> **What is asked**
Locate the line containing "mark: the gravel driveway, one" in the material below; repeat it and every line after it, exactly as written.

Object point labels:
· · · ·
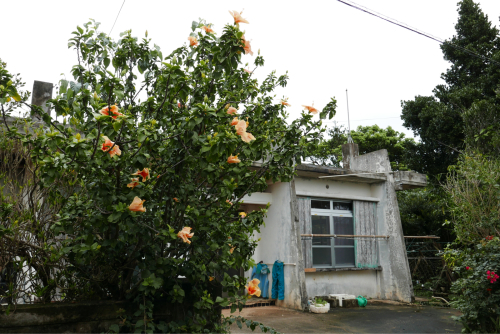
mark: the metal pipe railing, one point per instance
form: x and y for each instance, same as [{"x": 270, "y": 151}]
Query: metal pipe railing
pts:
[{"x": 344, "y": 236}]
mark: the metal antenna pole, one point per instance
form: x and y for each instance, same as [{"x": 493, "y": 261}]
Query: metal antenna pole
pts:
[{"x": 349, "y": 138}]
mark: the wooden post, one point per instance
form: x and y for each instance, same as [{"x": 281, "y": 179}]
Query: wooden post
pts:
[{"x": 42, "y": 92}]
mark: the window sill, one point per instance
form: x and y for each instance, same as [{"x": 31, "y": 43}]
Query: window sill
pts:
[{"x": 314, "y": 270}]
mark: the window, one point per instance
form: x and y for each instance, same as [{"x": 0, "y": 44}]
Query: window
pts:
[{"x": 332, "y": 217}]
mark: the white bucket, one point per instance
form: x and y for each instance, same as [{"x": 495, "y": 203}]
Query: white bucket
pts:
[{"x": 319, "y": 309}]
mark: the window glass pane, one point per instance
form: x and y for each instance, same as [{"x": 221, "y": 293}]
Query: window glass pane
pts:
[
  {"x": 343, "y": 225},
  {"x": 321, "y": 225},
  {"x": 315, "y": 204},
  {"x": 322, "y": 256},
  {"x": 342, "y": 206},
  {"x": 344, "y": 256}
]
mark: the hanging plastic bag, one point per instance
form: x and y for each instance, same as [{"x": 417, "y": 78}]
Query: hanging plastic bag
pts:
[{"x": 362, "y": 301}]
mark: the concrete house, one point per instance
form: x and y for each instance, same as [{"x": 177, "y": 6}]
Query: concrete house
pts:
[{"x": 358, "y": 200}]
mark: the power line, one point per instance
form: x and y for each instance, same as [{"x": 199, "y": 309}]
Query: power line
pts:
[
  {"x": 355, "y": 120},
  {"x": 116, "y": 17},
  {"x": 405, "y": 26}
]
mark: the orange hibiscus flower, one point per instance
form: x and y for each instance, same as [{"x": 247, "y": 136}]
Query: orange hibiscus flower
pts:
[
  {"x": 233, "y": 159},
  {"x": 144, "y": 173},
  {"x": 207, "y": 29},
  {"x": 253, "y": 288},
  {"x": 231, "y": 110},
  {"x": 237, "y": 17},
  {"x": 137, "y": 205},
  {"x": 184, "y": 234},
  {"x": 114, "y": 110},
  {"x": 247, "y": 137},
  {"x": 193, "y": 41},
  {"x": 108, "y": 147},
  {"x": 235, "y": 121},
  {"x": 134, "y": 183},
  {"x": 311, "y": 109},
  {"x": 247, "y": 47},
  {"x": 285, "y": 102},
  {"x": 241, "y": 128}
]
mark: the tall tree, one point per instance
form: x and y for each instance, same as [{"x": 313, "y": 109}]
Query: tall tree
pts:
[{"x": 443, "y": 120}]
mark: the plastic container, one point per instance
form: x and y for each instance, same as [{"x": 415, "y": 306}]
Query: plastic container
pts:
[
  {"x": 319, "y": 309},
  {"x": 362, "y": 301}
]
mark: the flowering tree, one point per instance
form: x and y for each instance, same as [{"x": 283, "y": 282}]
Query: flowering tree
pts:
[{"x": 161, "y": 151}]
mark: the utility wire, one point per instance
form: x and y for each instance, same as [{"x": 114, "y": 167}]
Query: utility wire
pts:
[
  {"x": 116, "y": 17},
  {"x": 355, "y": 120},
  {"x": 405, "y": 26}
]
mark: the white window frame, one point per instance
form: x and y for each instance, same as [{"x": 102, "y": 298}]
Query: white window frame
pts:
[{"x": 331, "y": 214}]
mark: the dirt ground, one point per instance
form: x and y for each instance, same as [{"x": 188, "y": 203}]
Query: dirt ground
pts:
[{"x": 374, "y": 318}]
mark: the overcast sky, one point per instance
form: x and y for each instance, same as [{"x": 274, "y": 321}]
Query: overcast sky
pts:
[{"x": 326, "y": 46}]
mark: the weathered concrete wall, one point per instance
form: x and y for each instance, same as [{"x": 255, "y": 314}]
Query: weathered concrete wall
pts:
[
  {"x": 363, "y": 282},
  {"x": 331, "y": 188},
  {"x": 395, "y": 278},
  {"x": 280, "y": 240}
]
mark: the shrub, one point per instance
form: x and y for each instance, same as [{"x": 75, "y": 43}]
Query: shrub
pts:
[
  {"x": 477, "y": 288},
  {"x": 158, "y": 151}
]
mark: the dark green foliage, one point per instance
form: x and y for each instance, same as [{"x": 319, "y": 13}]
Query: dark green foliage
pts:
[
  {"x": 479, "y": 298},
  {"x": 369, "y": 138},
  {"x": 173, "y": 120},
  {"x": 425, "y": 212},
  {"x": 450, "y": 118}
]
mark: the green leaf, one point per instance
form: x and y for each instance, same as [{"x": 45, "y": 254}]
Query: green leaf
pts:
[
  {"x": 194, "y": 25},
  {"x": 63, "y": 86},
  {"x": 114, "y": 328},
  {"x": 16, "y": 96},
  {"x": 117, "y": 126},
  {"x": 119, "y": 94}
]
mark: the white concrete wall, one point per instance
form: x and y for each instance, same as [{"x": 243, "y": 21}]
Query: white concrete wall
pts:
[
  {"x": 362, "y": 282},
  {"x": 278, "y": 243},
  {"x": 395, "y": 278},
  {"x": 336, "y": 189}
]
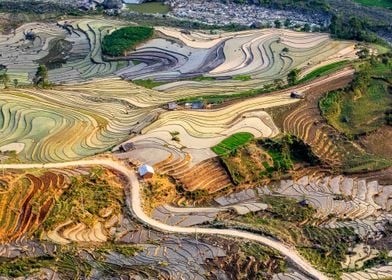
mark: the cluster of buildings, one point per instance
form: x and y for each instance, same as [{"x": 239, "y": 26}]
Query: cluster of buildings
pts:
[{"x": 220, "y": 13}]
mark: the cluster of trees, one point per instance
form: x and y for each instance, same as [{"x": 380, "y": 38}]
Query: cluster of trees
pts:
[
  {"x": 353, "y": 29},
  {"x": 40, "y": 79},
  {"x": 41, "y": 76},
  {"x": 125, "y": 39}
]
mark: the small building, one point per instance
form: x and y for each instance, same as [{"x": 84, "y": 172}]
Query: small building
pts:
[
  {"x": 303, "y": 203},
  {"x": 184, "y": 31},
  {"x": 146, "y": 171},
  {"x": 172, "y": 106},
  {"x": 296, "y": 94},
  {"x": 30, "y": 35},
  {"x": 128, "y": 146},
  {"x": 197, "y": 105}
]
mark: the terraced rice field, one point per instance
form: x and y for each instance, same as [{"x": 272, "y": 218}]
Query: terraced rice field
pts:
[
  {"x": 306, "y": 123},
  {"x": 67, "y": 123},
  {"x": 264, "y": 55},
  {"x": 82, "y": 62},
  {"x": 27, "y": 201},
  {"x": 231, "y": 143}
]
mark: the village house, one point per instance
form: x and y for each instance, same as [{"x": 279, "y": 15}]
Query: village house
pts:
[{"x": 146, "y": 171}]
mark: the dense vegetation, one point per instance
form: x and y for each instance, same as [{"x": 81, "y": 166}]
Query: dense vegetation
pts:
[
  {"x": 365, "y": 106},
  {"x": 147, "y": 83},
  {"x": 376, "y": 3},
  {"x": 149, "y": 8},
  {"x": 125, "y": 39},
  {"x": 266, "y": 158},
  {"x": 68, "y": 265},
  {"x": 231, "y": 143},
  {"x": 323, "y": 70},
  {"x": 84, "y": 198},
  {"x": 292, "y": 221}
]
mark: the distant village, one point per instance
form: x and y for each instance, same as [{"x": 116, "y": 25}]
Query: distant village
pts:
[
  {"x": 217, "y": 12},
  {"x": 214, "y": 12}
]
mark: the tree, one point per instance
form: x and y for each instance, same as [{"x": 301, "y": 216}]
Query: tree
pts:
[
  {"x": 5, "y": 79},
  {"x": 112, "y": 4},
  {"x": 287, "y": 23},
  {"x": 41, "y": 76},
  {"x": 362, "y": 80},
  {"x": 363, "y": 53},
  {"x": 292, "y": 77},
  {"x": 277, "y": 23}
]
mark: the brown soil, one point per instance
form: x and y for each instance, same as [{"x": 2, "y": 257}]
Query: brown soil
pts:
[{"x": 379, "y": 142}]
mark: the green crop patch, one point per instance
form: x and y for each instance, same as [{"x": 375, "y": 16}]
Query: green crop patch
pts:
[
  {"x": 125, "y": 39},
  {"x": 324, "y": 70},
  {"x": 232, "y": 143}
]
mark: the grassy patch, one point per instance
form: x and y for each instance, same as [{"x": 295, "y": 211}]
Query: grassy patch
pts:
[
  {"x": 362, "y": 108},
  {"x": 242, "y": 78},
  {"x": 149, "y": 8},
  {"x": 355, "y": 116},
  {"x": 376, "y": 3},
  {"x": 68, "y": 266},
  {"x": 324, "y": 70},
  {"x": 269, "y": 260},
  {"x": 148, "y": 83},
  {"x": 126, "y": 250},
  {"x": 125, "y": 39},
  {"x": 84, "y": 198},
  {"x": 232, "y": 143},
  {"x": 286, "y": 219}
]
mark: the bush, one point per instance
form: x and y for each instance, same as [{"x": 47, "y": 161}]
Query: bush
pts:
[{"x": 125, "y": 39}]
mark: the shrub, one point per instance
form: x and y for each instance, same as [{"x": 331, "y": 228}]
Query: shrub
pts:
[{"x": 125, "y": 39}]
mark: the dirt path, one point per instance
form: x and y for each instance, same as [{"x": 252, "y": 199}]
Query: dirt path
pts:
[{"x": 134, "y": 203}]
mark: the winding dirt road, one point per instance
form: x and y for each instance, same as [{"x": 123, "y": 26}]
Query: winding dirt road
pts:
[{"x": 134, "y": 203}]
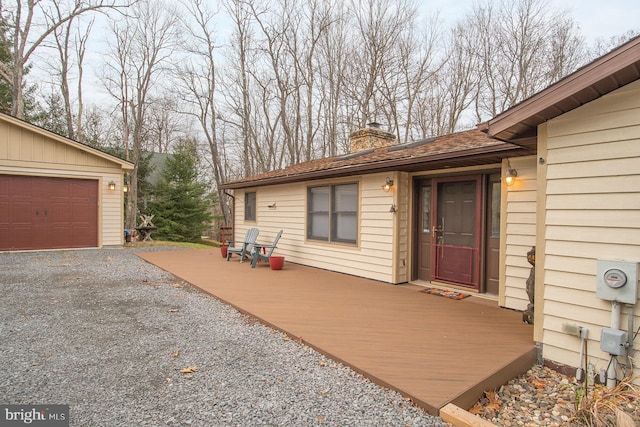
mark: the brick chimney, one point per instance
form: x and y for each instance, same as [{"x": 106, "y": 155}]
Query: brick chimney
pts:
[{"x": 370, "y": 137}]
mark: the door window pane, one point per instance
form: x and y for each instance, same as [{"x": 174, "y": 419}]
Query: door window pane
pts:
[
  {"x": 250, "y": 206},
  {"x": 426, "y": 209},
  {"x": 495, "y": 209}
]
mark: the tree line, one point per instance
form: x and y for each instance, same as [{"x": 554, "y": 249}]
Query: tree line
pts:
[{"x": 262, "y": 84}]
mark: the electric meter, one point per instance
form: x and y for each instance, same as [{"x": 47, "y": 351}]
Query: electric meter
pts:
[
  {"x": 617, "y": 281},
  {"x": 615, "y": 278}
]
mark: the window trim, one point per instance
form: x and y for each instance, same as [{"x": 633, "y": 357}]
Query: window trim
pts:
[{"x": 331, "y": 214}]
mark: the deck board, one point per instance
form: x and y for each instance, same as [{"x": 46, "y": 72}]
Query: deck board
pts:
[{"x": 432, "y": 349}]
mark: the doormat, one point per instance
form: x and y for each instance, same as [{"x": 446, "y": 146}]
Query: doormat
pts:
[{"x": 445, "y": 293}]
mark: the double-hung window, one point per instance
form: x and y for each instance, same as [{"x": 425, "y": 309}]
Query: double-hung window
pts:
[{"x": 332, "y": 213}]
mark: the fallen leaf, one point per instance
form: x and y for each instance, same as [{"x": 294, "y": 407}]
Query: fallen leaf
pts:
[
  {"x": 494, "y": 400},
  {"x": 476, "y": 409},
  {"x": 536, "y": 382}
]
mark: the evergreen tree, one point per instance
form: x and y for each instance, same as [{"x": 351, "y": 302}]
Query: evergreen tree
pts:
[{"x": 180, "y": 203}]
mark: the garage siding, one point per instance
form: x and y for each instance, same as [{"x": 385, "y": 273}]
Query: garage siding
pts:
[{"x": 29, "y": 151}]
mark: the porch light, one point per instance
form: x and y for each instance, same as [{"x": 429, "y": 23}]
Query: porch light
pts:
[
  {"x": 510, "y": 176},
  {"x": 387, "y": 185}
]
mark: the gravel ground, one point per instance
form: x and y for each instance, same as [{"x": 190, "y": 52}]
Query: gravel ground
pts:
[{"x": 109, "y": 335}]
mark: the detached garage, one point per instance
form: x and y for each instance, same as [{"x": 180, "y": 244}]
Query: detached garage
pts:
[{"x": 56, "y": 193}]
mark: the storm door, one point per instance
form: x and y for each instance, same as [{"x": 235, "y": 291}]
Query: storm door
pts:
[
  {"x": 456, "y": 231},
  {"x": 423, "y": 215}
]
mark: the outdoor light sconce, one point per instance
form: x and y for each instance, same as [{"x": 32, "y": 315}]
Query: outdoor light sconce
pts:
[
  {"x": 387, "y": 185},
  {"x": 510, "y": 176}
]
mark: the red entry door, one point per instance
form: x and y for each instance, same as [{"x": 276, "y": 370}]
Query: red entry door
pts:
[{"x": 456, "y": 229}]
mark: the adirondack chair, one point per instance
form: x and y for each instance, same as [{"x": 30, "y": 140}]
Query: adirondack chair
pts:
[
  {"x": 263, "y": 252},
  {"x": 245, "y": 247}
]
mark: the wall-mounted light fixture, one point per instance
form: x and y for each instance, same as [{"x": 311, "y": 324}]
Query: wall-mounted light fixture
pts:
[
  {"x": 387, "y": 185},
  {"x": 510, "y": 176}
]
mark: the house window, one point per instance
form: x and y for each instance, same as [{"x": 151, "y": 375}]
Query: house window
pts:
[
  {"x": 250, "y": 206},
  {"x": 333, "y": 213}
]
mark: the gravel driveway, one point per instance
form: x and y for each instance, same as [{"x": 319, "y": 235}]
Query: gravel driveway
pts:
[{"x": 109, "y": 334}]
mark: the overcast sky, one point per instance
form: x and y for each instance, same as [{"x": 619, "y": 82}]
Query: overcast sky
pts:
[{"x": 596, "y": 18}]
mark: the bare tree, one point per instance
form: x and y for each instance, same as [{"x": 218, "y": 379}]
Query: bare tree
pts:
[
  {"x": 199, "y": 77},
  {"x": 25, "y": 36},
  {"x": 65, "y": 39},
  {"x": 144, "y": 42},
  {"x": 240, "y": 13},
  {"x": 525, "y": 46}
]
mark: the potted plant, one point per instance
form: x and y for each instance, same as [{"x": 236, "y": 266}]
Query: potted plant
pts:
[{"x": 276, "y": 262}]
· · · ·
> **Correct output**
mark: the gravel driveway, one point per instance
form: x and y for each instance, same as [{"x": 319, "y": 235}]
Query: gravel driveway
pts:
[{"x": 109, "y": 334}]
mark: the overcast sky, one point per instance
form: x and y for each instance, same as [{"x": 619, "y": 82}]
Query: overcast sky
pts:
[{"x": 596, "y": 18}]
mark: the bare tree, one point per instance
form: x and y for each instance, same as [{"x": 218, "y": 379}]
Query: bare tree
pts:
[
  {"x": 199, "y": 77},
  {"x": 25, "y": 36},
  {"x": 65, "y": 39},
  {"x": 144, "y": 42},
  {"x": 240, "y": 13},
  {"x": 525, "y": 46}
]
mark: the potted plant, one point per instance
form: x and y for each instance, same as [{"x": 236, "y": 266}]
Query: potted plant
pts:
[{"x": 276, "y": 262}]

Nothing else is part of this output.